§ **The task**: Every entry must be echoed exactly.

-- Data records follows --

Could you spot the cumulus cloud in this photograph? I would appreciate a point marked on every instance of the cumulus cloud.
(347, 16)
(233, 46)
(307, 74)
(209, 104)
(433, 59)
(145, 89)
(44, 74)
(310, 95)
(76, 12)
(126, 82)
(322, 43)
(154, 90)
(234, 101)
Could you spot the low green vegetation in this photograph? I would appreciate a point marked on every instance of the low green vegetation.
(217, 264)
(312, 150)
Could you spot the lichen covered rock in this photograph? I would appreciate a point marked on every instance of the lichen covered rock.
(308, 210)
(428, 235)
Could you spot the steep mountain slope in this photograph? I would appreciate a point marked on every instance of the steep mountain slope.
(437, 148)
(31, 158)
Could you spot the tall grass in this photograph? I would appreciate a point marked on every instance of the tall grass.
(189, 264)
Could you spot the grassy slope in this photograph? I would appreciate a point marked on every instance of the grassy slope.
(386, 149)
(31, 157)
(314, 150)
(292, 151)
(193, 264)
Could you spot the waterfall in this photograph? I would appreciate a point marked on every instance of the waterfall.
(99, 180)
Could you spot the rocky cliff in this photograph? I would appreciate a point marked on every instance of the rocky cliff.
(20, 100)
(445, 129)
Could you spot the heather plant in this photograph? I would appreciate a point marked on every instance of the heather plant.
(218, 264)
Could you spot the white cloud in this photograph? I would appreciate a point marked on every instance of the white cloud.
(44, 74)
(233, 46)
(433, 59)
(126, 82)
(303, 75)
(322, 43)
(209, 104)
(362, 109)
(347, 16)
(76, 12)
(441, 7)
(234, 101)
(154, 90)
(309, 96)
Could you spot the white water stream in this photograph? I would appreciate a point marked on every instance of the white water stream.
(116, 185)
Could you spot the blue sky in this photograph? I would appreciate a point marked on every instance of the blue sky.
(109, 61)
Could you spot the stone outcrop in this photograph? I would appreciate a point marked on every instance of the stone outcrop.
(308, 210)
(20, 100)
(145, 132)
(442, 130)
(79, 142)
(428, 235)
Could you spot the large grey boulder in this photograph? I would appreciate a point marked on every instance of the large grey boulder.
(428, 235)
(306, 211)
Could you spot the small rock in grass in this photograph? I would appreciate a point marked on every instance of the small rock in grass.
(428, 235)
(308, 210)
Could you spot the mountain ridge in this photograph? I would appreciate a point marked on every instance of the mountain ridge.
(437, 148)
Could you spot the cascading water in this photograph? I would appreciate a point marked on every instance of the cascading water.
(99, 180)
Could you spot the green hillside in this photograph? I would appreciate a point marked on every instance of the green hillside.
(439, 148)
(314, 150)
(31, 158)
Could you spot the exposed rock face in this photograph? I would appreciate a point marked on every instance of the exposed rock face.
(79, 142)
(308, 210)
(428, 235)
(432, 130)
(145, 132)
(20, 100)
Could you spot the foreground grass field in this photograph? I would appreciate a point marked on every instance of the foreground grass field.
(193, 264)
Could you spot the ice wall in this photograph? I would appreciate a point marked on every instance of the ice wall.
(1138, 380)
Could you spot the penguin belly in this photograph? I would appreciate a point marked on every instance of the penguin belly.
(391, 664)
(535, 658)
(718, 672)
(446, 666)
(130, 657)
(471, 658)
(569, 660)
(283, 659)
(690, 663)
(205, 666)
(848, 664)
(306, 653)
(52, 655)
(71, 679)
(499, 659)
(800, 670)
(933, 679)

-- Data records concluded --

§ **The answer**:
Could you spot the cumulus cloud in this photograph? I would appreciate a point marked on every instance of the cumulus cloud.
(347, 16)
(233, 46)
(307, 74)
(209, 104)
(433, 59)
(145, 89)
(44, 74)
(310, 95)
(76, 12)
(126, 82)
(322, 43)
(154, 90)
(234, 101)
Could you spot the low green vegetation in this photograph? I would appreciate a point marked on every instance of the low green vegetation.
(217, 264)
(312, 150)
Could you spot the lichen covered rock in this photograph? I would appreciate a point marked on every instance of the lichen covered rock.
(308, 210)
(428, 235)
Could you spot the steep mountain slope in this photograph? I would appreciate a point marked on every instance of the steep mountain slope.
(437, 148)
(31, 158)
Could you spot the tall grass in this photograph? I would appreciate a point marked on every instance of the tall grass.
(189, 264)
Could you spot the grassy slope in this photograph? I would appreciate a point marked on every instance of the grassy slope.
(386, 149)
(31, 157)
(314, 150)
(292, 151)
(193, 264)
Could you spot the waterfall in this photograph? I would appreciate a point marked on every instance of the waterfall.
(99, 180)
Could you spot the rocky cliff in this photograph? I would appreciate a point marked on every instance of the rocky cliff.
(20, 100)
(445, 129)
Could you spot the heather plant in this photograph? I would appreciate a point marked on every instance of the heather plant.
(218, 264)
Could you spot the white cloud in this photograph? I would appreciate a point marked on every instance of the white cloud.
(44, 74)
(233, 46)
(433, 59)
(126, 82)
(303, 75)
(322, 43)
(209, 104)
(362, 109)
(347, 16)
(76, 12)
(441, 7)
(234, 101)
(154, 90)
(309, 96)
Could you spot the white water stream in this photograph? I would appreciate a point marked on every instance of the white water stream.
(116, 185)
Could you spot the blue sky in this photograph? I would appreciate a point marked on every instance of the blue sky.
(109, 61)
Could you spot the stone outcrop in this photograph? I would appreciate a point marked on every instance of the stone outcrop.
(308, 210)
(20, 100)
(145, 132)
(442, 130)
(79, 142)
(428, 235)
Could you spot the large grey boulder in this photograph? I would appreciate a point marked on every instance of the large grey boulder.
(428, 235)
(306, 211)
Could you spot the small rock in grass in this photograph? I would appreciate a point marked on every instance of the small rock in grass.
(428, 235)
(308, 210)
Could you spot the mountain ridge in this photograph? I would appreciate a point marked on every instance of the mountain ridge.
(437, 148)
Could you spot the cascading water in this photograph? I would appreciate a point marked on every instance of the cascading water.
(99, 180)
Could you spot the green hillside in this photograph? I would appreciate a point marked on every instance of the green hillside.
(439, 148)
(314, 150)
(31, 158)
Could you spot the exposed rock face in this photograph? I would appreciate a point marked on every instance of the exposed rock face.
(79, 142)
(308, 210)
(428, 235)
(432, 130)
(145, 132)
(20, 100)
Could you spot the foreground grass field in this photograph? I would appreciate a point marked on every instance of the foreground grass field.
(193, 264)
Could you spot the ice wall in this photograph? I would appreciate a point marked on every instance of the ice wall.
(1138, 380)
Could you spot the penguin belly in this photograph? I would appreciate a point marked on every instance of the penguin belly.
(391, 664)
(535, 658)
(718, 672)
(446, 666)
(130, 657)
(471, 658)
(569, 660)
(283, 659)
(690, 663)
(205, 666)
(848, 664)
(306, 653)
(52, 655)
(71, 679)
(499, 659)
(800, 670)
(933, 679)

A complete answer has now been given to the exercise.